_Requests_
A - Answer these from the Valentine's date text, one answer per line and marked the same way:
(i) On what date are the dates to take place?
(ii) How many different pairings are there for a class of 15 boys and 15 girls?
(iii) At how many schedules per second would a modern computer check them?
B - In the Valentine's date text, rewrite the passage from "Your task is" to "without good reason!", swapping in "envy" wherever "jealousy" appears.
C - The Valentine's date text sets out the rules a good dating schedule must follow. List each of them.

** begin Document text **

**Suppose you’re in charge of organizing the Valentine’s day activity for your high school class: a date night. All interested singles send you their (secret) list of the people they fancy and would find acceptable as a Valentine’s date. As organizer, you are the only one with access to the lists. Using this information, it is your task to make a schedule of who dates whom on February 14th.**

Your task is not an easy one. To prevent heartbreak and jealousy, no-one should be assigned more than one dating partner for the evening. You should respect people’s wishes: if you plan a date between Alice and Bob, then Bob should appear on Alice’s list, and Alice on Bob’s. To ensure maximum love potential, you want to make a schedule in which the largest possible number of students gets a date: no one should be alone without good reason!

Finding a dating schedule that matches pairs of potential lovers up into dating couples, is an example of an algorithmic problem. There is a clearly defined input, given by the lists of who is considered an acceptable dating partner to whom. It is also clear what we want as the output: a pairing of classmates into acceptable boy-girl pairs that has as many pairs (dates) as possible.

How can you find the best dating schedule? A brute force approach would be the following: try all ways of pairing up the students. For each pairing, check the preference lists to see if all dates are between mutually interested students, and use the first valid schedule you find this way. While this approach works in principle, it leaves much to be desired in practice. Suppose your class has 15 boys and 15 girls. There are 15 options for a partner for the first girl; 14 options for a partner for the second girl; and so on. In total, there are 15*14* … * 3*2*1 = 1307674368000 different pairings for a class of this size. Even if you worked at the speed up a modern computer, checking a million different schedule every second, it would take you a year to go through that many possibilities.

** end Document text **
** begin Data records **

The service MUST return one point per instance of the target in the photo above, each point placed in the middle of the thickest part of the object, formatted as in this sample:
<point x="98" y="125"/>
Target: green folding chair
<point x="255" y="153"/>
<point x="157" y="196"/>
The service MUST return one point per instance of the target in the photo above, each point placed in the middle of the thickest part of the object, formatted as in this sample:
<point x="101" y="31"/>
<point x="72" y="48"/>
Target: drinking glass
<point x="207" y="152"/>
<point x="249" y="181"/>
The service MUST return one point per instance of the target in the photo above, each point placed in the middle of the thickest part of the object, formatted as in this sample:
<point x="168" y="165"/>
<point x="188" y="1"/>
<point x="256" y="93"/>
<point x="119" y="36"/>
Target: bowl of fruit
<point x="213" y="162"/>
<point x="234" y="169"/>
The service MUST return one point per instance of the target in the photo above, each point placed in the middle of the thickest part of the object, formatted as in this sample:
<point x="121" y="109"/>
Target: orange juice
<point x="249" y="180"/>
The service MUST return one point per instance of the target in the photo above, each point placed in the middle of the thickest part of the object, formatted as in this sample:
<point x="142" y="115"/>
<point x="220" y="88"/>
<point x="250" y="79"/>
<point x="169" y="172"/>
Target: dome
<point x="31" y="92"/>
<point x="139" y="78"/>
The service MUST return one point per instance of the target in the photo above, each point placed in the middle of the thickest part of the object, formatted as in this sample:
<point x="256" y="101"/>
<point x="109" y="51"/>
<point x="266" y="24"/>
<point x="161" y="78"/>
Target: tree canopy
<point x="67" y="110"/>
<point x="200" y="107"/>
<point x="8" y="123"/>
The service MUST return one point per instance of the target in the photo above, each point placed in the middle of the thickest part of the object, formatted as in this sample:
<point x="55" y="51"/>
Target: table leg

** end Data records **

_Answer list_
A -
(i) February 14th
(ii) 1307674368000
(iii) A million

B -
Your task is not an easy one. To prevent heartbreak and envy, no-one should be assigned more than one dating partner for the evening. You should respect people’s wishes: if you plan a date between Alice and Bob, then Bob should appear on Alice’s list, and Alice on Bob’s. To ensure maximum love potential, you want to make a schedule in which the largest possible number of students gets a date: no one should be alone without good reason!

C -
- No one is assigned more than one dating partner for the evening.
- People's wishes are respected: each person in a planned date appears on the other's list.
- As many students as possible get a date.